Top of MATERIAL TO PROCESS

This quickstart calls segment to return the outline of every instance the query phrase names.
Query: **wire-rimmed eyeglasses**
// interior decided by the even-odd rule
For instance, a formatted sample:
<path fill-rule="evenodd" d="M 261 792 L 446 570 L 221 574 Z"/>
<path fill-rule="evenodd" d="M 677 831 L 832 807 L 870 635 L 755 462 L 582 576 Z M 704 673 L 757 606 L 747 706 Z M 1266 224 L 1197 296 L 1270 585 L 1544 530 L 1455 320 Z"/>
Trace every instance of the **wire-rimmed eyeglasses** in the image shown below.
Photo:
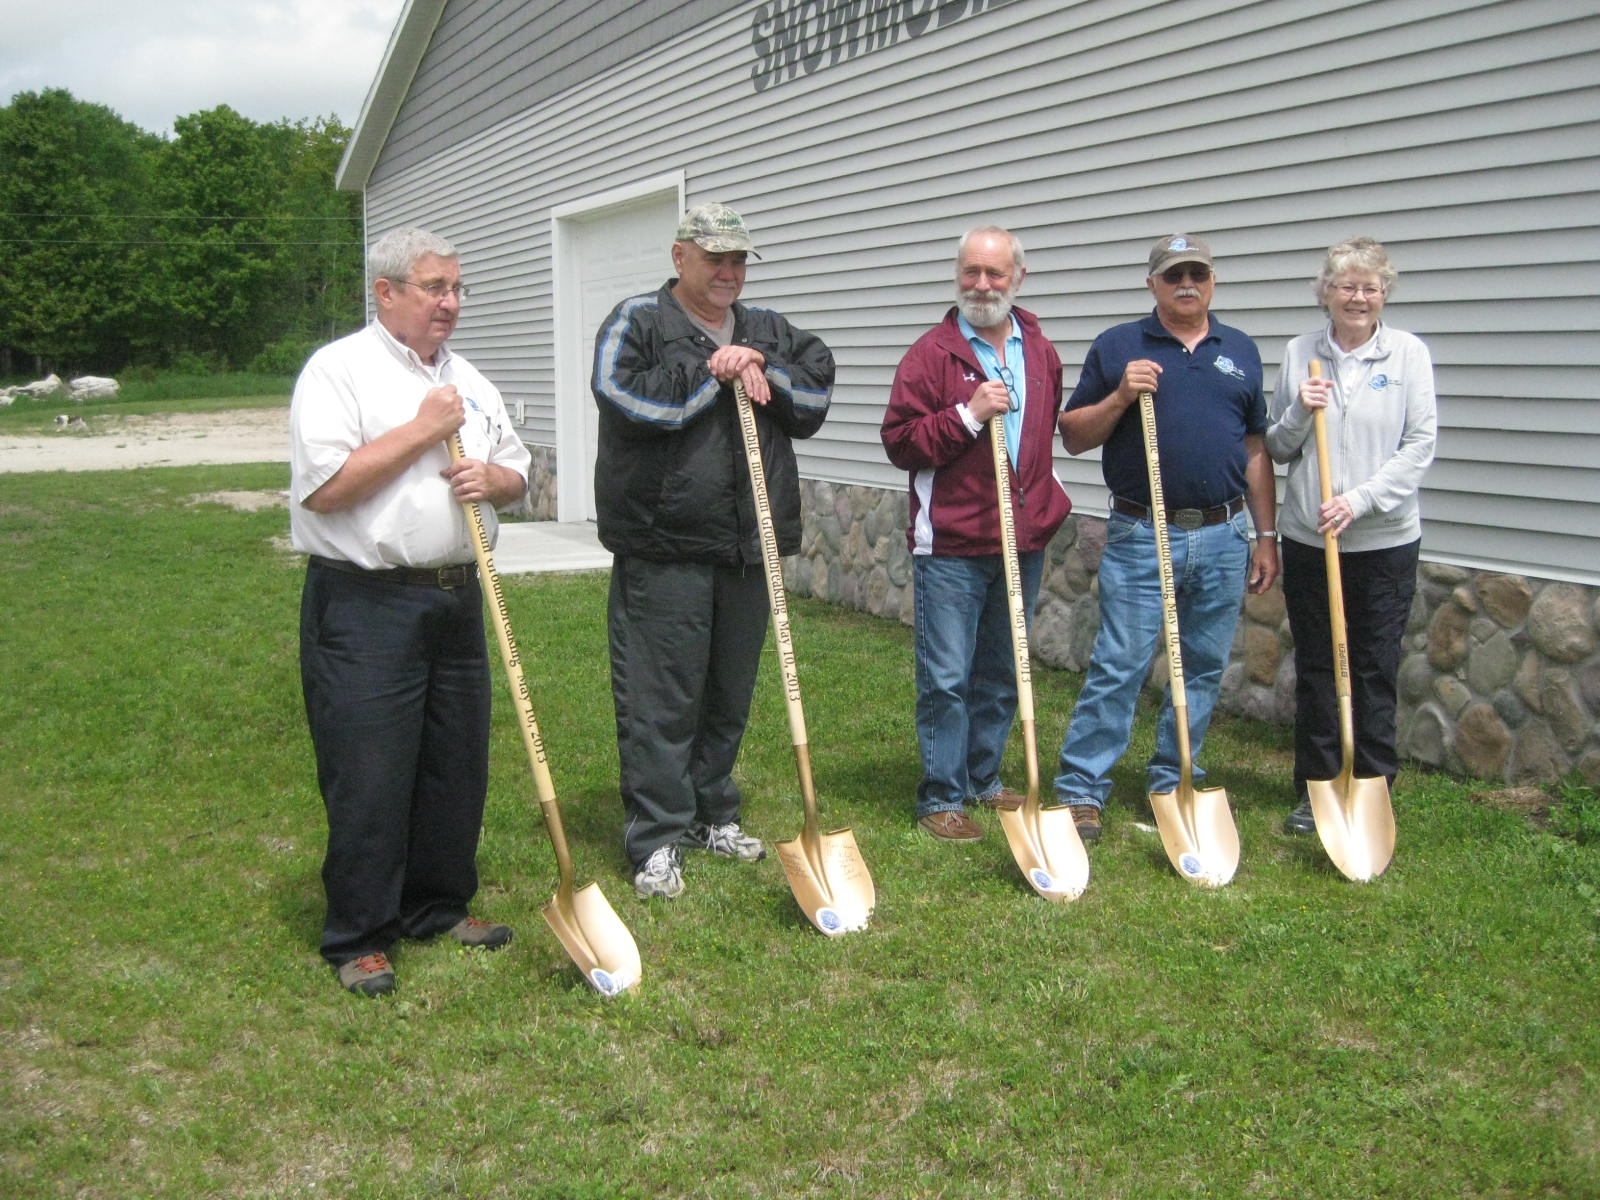
<path fill-rule="evenodd" d="M 436 279 L 432 283 L 413 283 L 409 279 L 391 279 L 390 283 L 399 284 L 401 287 L 414 287 L 418 291 L 427 292 L 434 300 L 443 300 L 446 296 L 454 296 L 457 300 L 465 300 L 472 295 L 472 289 L 464 283 L 448 284 Z"/>

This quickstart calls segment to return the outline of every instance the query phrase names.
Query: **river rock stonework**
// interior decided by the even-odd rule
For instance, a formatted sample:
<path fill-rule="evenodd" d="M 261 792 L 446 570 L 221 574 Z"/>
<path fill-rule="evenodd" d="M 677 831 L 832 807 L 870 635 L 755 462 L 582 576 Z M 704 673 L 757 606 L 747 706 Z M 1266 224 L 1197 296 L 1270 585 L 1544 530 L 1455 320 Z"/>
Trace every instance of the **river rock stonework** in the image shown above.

Bottom of MATERIAL TO PROCESS

Restate the records above verbatim. Pictures stay out.

This quickstart calls segment to return the outline of every instance the query phrase names.
Query: **wire-rimmed eyeglasses**
// interior decided by the even-odd rule
For instance, a formatted sample:
<path fill-rule="evenodd" d="M 261 792 L 446 570 L 221 574 Z"/>
<path fill-rule="evenodd" d="M 677 831 L 832 807 L 870 635 L 755 462 L 582 576 Z M 704 673 L 757 606 L 747 706 Z M 1266 224 L 1197 296 L 1270 585 L 1544 530 L 1455 320 Z"/>
Trace every instance of the **wire-rimmed eyeglasses** in the image shown below.
Photo:
<path fill-rule="evenodd" d="M 436 279 L 432 283 L 413 283 L 409 279 L 391 279 L 390 283 L 399 284 L 401 287 L 414 287 L 418 291 L 427 292 L 434 300 L 443 300 L 446 296 L 454 296 L 457 300 L 465 300 L 472 295 L 472 289 L 464 283 L 448 284 Z"/>

This quickstart calls segment to return the outline of every instance the query phrase names.
Query: **river rock stonework**
// interior decided by the even-odd rule
For instance, a formatted sample:
<path fill-rule="evenodd" d="M 261 792 L 446 570 L 221 574 Z"/>
<path fill-rule="evenodd" d="M 677 831 L 832 807 L 870 635 L 755 462 L 582 576 Z M 704 673 L 757 606 L 747 706 Z M 1266 224 L 1197 296 L 1270 585 L 1544 530 L 1455 320 Z"/>
Trace every instance of the **river rock stonework** in the image shown above.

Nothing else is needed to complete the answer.